What needs to be done: Omit the images, then output each of the records below exactly.
=== Extracted data ===
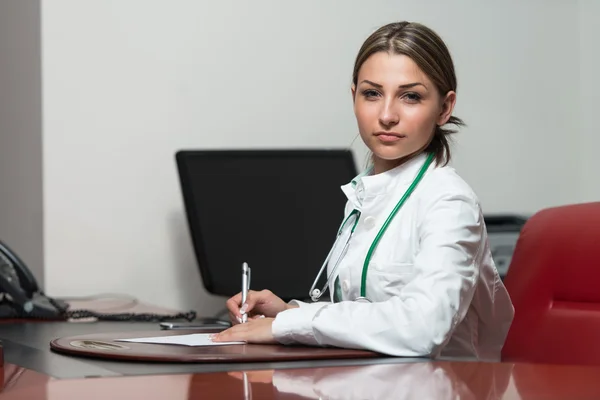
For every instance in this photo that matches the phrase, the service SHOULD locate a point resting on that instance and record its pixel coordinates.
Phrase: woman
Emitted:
(417, 276)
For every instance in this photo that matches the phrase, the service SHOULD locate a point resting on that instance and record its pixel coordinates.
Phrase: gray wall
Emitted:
(21, 185)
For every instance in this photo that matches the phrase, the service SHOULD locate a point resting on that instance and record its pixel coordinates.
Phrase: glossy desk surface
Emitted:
(417, 380)
(33, 371)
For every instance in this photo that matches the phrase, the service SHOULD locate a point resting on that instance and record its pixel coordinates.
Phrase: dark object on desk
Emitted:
(21, 297)
(503, 233)
(106, 346)
(278, 210)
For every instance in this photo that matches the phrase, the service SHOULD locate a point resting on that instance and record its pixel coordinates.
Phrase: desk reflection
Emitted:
(421, 380)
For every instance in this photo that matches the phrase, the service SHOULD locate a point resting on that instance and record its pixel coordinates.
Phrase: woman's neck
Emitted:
(381, 165)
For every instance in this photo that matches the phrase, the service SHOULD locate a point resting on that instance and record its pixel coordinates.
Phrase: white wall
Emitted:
(589, 12)
(20, 132)
(127, 83)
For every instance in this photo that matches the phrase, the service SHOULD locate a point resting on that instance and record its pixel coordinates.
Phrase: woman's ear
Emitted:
(448, 104)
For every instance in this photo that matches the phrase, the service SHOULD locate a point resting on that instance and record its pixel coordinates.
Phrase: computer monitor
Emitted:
(277, 210)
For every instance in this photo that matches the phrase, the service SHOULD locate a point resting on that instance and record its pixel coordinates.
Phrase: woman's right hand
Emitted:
(258, 304)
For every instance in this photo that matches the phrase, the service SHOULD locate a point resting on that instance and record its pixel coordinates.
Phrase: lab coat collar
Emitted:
(367, 184)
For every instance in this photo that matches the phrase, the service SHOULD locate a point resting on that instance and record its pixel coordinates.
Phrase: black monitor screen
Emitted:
(277, 210)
===
Result for this exercise:
For every instance in this photo that matches the phrase, the service SHOULD locate a point resting on that instance and record its pixel coordinates.
Phrase: woman
Emitted:
(417, 276)
For every instance in this photo that matches the phrase, the service SHOULD locate a point resting on that instance and record its pixel coordinates.
Phrase: gray wall
Emitted:
(21, 185)
For every instance in this photo that matches the phrase, the service SHOULD locate a point resting on that instance and record its pixel coordinates.
Phrase: glossy desk surface
Emitted:
(417, 380)
(33, 371)
For every instance in this photo that matches the phrase, the service SHOULD locate a point resting on that instance and record its pixel coordinates.
Phrase: dark object on desk
Emitted:
(21, 297)
(503, 233)
(106, 346)
(278, 210)
For every instance in this photo that matches the phrase, the service SHOULD locate a point resting on that instance and record its pixel coordinates.
Phrase: desk reflection
Emitted:
(421, 380)
For every instance in this photo that matches the phrase, the service SHOULD locate a point resting on that instance and record its pixel coordinates.
Phrase: woman's neck
Emitted:
(381, 165)
For every instance in this photo that matches the phrase, the service SHOULD locate a point resting on that instance and record its pixel coordinates.
Phrase: white wall
Emitted:
(589, 12)
(20, 132)
(127, 83)
For every instance in this photo that matches the phrase, the service SHOULD locate a point resting on that instance and record its pixel coordinates.
Phrase: woman's ear
Emitted:
(448, 104)
For every instance in this photo that matches the phrase, the service SHOULD locate a point resting on that instance and record its pixel coordinates.
Phrase: computer monitor
Emitted:
(277, 210)
For every instance in this photo that matches the phrase, the service SHOULD locate a point resting on that instance and record its pixel coordinates.
Phrase: woman's right hand
Emitted:
(258, 304)
For every instance in this photo that matches the phrase, the service SHOULD locate a point resting on that instance and record its pixel coordinates.
Phrase: lab coat collar
Emitted:
(367, 184)
For every instance in this photo that matches the phrase, the service SHOULD locate a point resting on that instance and record its pixel coordinates.
Phrase: black monitor screen
Emitted:
(277, 210)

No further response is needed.